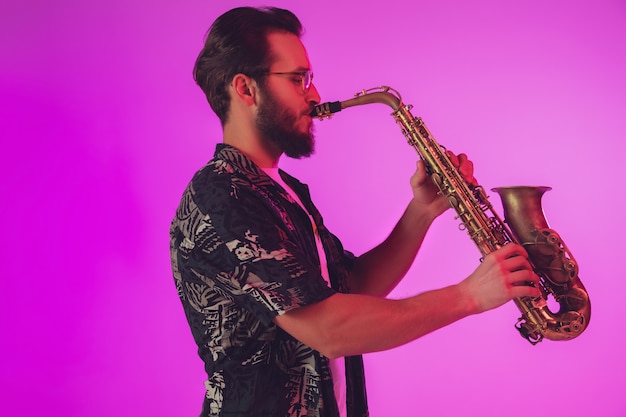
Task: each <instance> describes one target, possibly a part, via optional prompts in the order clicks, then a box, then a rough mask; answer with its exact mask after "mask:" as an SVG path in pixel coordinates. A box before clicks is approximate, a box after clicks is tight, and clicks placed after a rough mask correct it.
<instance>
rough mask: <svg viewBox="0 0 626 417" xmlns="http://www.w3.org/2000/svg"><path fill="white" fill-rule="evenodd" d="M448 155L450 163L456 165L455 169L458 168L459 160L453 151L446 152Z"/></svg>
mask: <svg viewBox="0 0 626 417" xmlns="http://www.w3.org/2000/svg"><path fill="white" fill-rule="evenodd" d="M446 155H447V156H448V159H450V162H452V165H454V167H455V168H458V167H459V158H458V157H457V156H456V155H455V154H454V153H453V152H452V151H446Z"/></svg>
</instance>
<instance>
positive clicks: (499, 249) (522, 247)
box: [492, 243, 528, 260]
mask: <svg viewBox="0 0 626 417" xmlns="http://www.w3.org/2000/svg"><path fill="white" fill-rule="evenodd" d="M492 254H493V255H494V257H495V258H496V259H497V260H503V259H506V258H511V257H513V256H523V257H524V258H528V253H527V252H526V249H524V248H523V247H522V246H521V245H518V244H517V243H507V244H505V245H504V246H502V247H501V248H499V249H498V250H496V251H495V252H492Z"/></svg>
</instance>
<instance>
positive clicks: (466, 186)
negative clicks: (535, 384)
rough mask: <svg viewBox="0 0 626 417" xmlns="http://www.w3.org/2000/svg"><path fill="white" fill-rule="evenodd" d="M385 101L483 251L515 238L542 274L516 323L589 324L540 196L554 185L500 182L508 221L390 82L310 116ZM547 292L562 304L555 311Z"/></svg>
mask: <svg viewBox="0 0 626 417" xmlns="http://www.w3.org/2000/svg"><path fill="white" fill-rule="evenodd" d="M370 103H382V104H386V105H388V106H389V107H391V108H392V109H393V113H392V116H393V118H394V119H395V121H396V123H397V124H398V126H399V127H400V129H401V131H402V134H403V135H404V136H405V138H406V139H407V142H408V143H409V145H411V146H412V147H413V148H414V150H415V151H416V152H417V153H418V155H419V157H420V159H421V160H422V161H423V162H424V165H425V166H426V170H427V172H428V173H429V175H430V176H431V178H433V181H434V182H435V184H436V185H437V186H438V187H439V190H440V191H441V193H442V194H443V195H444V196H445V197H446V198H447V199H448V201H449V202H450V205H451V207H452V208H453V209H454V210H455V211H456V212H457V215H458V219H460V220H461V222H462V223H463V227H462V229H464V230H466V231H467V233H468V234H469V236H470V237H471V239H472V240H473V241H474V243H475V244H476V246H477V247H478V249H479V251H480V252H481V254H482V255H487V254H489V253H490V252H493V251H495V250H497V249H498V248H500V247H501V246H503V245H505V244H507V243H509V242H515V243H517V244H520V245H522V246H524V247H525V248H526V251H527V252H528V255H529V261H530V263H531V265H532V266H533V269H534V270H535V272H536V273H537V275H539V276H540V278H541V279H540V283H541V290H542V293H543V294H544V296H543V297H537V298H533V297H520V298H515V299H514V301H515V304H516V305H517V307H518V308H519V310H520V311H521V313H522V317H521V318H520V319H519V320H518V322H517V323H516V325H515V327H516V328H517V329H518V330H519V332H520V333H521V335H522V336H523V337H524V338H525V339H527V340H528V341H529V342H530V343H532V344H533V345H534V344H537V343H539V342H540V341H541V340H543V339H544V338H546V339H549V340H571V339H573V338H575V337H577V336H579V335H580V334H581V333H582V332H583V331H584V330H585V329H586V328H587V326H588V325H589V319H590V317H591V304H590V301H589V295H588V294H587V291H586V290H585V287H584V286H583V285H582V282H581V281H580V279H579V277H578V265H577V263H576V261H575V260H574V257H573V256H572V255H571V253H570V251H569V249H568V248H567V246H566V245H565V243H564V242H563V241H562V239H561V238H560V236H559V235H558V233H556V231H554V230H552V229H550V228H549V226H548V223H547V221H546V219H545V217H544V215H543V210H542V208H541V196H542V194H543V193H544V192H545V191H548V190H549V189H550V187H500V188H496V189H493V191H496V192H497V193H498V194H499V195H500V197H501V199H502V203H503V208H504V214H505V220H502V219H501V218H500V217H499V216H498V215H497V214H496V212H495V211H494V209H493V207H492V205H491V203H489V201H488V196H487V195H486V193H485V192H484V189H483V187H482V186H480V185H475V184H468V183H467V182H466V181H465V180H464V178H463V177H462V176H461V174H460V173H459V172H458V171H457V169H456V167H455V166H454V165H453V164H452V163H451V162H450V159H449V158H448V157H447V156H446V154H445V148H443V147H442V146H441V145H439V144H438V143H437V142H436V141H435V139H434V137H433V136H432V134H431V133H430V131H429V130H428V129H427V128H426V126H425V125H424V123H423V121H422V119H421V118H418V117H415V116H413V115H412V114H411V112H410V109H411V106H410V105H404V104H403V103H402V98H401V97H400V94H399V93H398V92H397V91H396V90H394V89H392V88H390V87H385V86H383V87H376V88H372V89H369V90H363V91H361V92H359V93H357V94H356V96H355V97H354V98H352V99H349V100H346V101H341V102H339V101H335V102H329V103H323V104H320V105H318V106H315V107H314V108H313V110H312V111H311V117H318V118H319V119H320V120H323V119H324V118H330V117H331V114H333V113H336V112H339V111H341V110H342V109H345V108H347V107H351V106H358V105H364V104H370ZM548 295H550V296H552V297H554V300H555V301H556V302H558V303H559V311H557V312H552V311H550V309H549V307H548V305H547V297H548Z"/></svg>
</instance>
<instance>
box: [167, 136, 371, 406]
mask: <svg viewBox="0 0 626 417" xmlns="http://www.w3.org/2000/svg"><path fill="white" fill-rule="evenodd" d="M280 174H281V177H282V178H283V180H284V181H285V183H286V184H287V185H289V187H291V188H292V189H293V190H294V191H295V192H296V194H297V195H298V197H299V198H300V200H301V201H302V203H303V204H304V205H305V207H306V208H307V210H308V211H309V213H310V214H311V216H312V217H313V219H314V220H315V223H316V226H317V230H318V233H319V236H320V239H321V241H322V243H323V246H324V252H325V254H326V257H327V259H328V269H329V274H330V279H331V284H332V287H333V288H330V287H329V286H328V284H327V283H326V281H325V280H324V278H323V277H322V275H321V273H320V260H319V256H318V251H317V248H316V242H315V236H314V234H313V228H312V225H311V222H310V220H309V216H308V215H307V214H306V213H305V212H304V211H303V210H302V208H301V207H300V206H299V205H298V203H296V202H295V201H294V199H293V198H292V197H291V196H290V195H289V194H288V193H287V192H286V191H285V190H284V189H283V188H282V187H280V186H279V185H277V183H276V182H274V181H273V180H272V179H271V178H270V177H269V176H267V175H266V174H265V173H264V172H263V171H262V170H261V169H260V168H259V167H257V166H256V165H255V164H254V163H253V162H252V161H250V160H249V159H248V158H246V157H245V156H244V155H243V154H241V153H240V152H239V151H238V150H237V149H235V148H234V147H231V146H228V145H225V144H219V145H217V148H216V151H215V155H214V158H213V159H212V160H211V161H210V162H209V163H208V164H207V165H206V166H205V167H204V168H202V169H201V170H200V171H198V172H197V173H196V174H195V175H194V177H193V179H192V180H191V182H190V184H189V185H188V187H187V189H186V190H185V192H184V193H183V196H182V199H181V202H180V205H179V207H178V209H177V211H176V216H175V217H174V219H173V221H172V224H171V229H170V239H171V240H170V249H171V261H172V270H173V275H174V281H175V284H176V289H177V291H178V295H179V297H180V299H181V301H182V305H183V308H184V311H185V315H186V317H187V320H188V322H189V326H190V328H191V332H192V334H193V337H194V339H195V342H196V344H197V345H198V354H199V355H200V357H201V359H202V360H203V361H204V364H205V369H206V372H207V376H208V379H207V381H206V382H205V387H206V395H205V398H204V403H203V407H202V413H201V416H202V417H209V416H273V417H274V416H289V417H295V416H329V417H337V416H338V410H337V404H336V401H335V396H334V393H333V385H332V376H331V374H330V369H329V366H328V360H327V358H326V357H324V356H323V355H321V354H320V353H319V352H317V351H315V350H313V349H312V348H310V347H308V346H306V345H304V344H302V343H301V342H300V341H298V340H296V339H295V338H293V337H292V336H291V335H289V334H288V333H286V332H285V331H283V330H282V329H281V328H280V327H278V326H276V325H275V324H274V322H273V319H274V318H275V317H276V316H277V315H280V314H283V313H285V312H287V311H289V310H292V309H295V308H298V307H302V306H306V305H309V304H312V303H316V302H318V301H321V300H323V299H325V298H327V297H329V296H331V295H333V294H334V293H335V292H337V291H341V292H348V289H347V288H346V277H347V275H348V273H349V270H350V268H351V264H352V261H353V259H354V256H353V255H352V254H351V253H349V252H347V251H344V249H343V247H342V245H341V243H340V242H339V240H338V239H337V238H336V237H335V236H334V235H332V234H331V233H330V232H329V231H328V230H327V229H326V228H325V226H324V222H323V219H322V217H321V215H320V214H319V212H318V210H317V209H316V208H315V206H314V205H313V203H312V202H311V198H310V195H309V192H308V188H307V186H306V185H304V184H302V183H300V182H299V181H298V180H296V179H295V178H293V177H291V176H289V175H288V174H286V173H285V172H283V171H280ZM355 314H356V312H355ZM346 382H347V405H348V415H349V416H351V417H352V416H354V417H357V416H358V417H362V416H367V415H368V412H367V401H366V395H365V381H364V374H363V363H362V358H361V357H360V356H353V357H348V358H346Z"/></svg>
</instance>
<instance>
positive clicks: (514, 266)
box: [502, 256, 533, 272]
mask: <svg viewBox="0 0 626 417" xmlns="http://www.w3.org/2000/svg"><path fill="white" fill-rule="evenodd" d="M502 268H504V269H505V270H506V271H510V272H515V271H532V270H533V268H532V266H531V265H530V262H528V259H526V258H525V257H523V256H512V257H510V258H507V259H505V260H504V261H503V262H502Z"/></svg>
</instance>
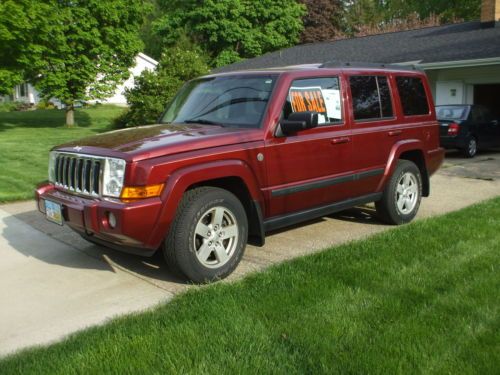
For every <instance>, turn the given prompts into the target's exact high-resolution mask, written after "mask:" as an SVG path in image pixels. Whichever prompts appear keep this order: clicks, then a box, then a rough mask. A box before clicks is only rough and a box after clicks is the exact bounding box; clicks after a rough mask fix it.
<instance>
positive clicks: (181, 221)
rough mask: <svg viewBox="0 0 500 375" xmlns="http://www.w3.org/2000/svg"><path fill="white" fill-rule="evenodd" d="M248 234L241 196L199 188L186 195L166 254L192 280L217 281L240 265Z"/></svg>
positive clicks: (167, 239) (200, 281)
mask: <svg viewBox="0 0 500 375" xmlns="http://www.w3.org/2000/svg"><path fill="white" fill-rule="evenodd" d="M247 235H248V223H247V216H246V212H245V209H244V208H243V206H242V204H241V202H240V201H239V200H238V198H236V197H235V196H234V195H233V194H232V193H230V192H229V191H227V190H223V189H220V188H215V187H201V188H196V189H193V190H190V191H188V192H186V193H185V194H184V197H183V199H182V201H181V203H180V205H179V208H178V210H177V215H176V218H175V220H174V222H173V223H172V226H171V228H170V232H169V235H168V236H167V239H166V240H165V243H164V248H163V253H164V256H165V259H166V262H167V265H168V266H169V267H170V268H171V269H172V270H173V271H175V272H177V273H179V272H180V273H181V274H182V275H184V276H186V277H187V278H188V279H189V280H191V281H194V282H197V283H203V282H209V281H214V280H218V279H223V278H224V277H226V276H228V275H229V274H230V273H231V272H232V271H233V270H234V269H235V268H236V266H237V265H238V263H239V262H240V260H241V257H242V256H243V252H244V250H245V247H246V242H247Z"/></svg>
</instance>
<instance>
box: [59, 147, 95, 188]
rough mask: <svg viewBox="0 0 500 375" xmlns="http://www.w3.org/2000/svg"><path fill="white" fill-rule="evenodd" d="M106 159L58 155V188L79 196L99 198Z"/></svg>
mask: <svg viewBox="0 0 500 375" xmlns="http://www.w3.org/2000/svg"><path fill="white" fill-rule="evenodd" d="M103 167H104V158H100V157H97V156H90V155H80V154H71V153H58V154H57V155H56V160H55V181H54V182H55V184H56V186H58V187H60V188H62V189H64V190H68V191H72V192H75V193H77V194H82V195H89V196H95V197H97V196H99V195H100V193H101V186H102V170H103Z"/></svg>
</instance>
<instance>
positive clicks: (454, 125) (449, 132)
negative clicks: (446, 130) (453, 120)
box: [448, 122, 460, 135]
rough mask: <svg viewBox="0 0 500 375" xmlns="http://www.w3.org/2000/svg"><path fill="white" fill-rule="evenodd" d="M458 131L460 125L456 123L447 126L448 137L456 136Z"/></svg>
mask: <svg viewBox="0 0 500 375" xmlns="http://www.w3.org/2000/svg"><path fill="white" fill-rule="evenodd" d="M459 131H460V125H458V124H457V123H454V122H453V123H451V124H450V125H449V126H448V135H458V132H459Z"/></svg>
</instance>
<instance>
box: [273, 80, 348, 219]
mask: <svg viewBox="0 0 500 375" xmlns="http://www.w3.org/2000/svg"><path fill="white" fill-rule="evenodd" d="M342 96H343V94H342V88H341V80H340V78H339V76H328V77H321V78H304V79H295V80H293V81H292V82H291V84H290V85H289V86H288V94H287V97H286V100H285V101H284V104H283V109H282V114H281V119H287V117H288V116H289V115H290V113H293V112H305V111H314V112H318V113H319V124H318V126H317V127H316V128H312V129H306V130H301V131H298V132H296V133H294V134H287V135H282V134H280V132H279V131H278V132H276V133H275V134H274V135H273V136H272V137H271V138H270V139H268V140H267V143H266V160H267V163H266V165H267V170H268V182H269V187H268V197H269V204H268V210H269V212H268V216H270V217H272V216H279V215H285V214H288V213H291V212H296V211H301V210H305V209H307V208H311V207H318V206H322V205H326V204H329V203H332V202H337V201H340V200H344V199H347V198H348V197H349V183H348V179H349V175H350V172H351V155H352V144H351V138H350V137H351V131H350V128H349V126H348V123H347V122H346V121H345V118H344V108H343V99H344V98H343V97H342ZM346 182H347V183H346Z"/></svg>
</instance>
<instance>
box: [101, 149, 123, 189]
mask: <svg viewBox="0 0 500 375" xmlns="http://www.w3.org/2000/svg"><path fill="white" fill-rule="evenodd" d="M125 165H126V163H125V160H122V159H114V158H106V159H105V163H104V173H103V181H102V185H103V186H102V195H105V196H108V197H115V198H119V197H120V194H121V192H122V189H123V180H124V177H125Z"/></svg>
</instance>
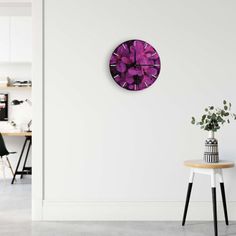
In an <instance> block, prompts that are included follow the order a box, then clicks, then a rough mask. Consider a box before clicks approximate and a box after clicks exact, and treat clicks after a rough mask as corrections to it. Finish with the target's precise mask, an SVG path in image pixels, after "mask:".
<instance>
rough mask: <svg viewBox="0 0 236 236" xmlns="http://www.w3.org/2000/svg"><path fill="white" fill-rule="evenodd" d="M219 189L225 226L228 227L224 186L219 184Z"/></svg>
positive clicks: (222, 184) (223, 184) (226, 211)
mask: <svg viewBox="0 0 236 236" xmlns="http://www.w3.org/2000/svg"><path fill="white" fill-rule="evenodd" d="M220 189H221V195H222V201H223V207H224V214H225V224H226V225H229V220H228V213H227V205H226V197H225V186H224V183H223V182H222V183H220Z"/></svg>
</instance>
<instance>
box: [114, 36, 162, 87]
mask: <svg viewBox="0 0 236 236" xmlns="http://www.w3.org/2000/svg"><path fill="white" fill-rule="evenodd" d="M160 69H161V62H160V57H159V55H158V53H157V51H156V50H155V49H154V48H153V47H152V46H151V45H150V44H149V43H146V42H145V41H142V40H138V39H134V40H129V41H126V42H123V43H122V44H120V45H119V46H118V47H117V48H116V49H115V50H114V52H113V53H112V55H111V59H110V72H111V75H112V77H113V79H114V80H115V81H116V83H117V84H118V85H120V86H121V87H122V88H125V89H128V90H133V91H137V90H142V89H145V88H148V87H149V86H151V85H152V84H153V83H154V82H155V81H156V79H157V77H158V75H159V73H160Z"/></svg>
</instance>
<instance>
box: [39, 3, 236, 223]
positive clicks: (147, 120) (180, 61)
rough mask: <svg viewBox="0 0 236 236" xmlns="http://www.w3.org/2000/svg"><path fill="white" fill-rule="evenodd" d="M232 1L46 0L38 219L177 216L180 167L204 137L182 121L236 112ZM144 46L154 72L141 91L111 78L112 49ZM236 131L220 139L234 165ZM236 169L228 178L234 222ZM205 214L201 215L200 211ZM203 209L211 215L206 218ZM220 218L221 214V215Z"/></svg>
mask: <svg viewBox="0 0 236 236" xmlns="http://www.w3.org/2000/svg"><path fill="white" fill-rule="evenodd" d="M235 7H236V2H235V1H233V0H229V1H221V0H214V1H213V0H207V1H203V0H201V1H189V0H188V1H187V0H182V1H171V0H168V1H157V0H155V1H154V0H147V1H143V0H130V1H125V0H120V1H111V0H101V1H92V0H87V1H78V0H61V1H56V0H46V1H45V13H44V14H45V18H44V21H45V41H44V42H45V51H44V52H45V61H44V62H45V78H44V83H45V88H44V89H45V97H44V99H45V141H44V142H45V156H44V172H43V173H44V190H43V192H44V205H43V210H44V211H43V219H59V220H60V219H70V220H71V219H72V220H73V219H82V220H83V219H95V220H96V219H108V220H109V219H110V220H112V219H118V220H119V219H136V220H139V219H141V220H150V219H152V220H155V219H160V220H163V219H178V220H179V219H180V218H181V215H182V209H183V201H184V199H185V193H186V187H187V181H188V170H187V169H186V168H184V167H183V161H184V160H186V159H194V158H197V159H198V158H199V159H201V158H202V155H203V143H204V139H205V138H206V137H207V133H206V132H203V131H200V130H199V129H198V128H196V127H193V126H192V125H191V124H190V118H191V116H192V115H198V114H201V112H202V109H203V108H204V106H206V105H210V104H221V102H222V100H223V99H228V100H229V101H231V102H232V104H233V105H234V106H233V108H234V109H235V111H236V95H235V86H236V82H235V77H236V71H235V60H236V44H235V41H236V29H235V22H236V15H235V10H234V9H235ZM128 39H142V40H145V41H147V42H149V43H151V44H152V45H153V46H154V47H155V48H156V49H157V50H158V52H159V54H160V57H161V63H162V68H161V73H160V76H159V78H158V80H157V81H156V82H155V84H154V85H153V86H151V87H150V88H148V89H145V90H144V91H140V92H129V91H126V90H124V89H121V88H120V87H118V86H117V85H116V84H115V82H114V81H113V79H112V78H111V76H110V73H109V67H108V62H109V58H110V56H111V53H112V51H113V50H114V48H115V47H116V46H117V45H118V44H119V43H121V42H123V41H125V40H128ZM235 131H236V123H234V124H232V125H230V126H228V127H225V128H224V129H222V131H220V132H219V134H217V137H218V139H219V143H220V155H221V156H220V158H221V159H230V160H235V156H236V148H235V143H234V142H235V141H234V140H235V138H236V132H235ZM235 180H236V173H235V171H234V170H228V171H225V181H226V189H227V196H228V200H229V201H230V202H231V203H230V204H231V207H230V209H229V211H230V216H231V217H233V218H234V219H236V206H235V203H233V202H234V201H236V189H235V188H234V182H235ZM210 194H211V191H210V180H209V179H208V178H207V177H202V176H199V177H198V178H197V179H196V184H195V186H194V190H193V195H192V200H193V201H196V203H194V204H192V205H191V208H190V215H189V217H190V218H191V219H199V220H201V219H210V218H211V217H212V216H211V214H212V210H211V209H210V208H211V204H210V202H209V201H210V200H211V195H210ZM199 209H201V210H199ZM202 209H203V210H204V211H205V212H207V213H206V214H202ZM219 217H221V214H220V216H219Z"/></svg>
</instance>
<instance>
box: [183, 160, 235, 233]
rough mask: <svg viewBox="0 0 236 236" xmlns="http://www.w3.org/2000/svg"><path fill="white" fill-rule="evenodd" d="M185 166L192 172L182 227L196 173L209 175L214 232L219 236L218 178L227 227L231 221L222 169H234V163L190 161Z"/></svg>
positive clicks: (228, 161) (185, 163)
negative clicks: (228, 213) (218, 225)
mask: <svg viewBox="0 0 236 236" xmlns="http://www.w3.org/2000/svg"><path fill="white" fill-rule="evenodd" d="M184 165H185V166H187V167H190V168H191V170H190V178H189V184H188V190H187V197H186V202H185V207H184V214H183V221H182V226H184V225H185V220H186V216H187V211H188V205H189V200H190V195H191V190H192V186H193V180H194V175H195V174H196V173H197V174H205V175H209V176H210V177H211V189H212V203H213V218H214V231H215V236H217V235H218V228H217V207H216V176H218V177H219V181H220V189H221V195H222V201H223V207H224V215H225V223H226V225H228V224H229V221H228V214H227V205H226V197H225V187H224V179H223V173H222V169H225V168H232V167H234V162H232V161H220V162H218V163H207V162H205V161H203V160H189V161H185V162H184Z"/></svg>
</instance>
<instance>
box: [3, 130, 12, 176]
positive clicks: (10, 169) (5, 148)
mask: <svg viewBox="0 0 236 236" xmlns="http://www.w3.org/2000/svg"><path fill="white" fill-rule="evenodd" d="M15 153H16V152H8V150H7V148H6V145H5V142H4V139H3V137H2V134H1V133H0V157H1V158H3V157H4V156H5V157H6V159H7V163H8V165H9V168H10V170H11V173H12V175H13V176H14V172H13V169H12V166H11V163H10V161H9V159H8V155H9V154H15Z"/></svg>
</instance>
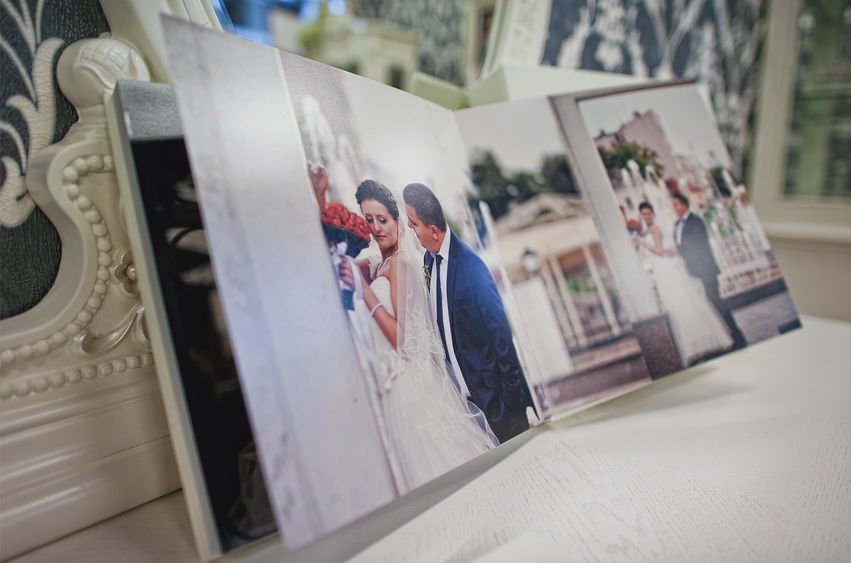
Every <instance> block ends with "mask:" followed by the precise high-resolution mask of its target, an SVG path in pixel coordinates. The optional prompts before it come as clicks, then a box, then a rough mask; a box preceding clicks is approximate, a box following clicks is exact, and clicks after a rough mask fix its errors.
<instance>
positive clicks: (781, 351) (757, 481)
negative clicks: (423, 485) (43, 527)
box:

- _YOUR OBJECTIVE_: Return nothing but the lines running from the start of the data to the line with "negative clicks: (535, 384)", please, both ends included and no pictures.

- _EXERCISE RESULT_:
Task: each <instance> describes one target, possibly a part, via optional prompts in the order clicks, then a box, then a rough mask; answer with its exact mask after "mask:" as an SVG path in pixel coordinates. A box before clicks is approximate, a box after clicks is tight, and clicks placed after a rough mask correct it.
<instance>
rough mask: <svg viewBox="0 0 626 417" xmlns="http://www.w3.org/2000/svg"><path fill="white" fill-rule="evenodd" d="M448 155L450 163L456 165L455 169L458 168L459 160L453 151L446 152Z"/></svg>
mask: <svg viewBox="0 0 626 417" xmlns="http://www.w3.org/2000/svg"><path fill="white" fill-rule="evenodd" d="M446 155H447V156H448V159H450V162H452V165H454V167H455V168H458V167H459V158H458V157H457V156H456V155H455V154H454V153H453V152H452V151H446Z"/></svg>
</instance>
<instance>
positive clicks: (499, 249) (522, 247)
box: [492, 243, 528, 260]
mask: <svg viewBox="0 0 626 417" xmlns="http://www.w3.org/2000/svg"><path fill="white" fill-rule="evenodd" d="M492 254H493V255H494V257H495V258H496V259H497V260H503V259H506V258H511V257H513V256H523V257H524V258H528V253H527V252H526V249H524V248H523V247H522V246H521V245H518V244H517V243H507V244H505V245H504V246H502V247H501V248H499V249H498V250H496V251H495V252H492Z"/></svg>
</instance>
<instance>
positive clicks: (466, 186)
negative clicks: (535, 384)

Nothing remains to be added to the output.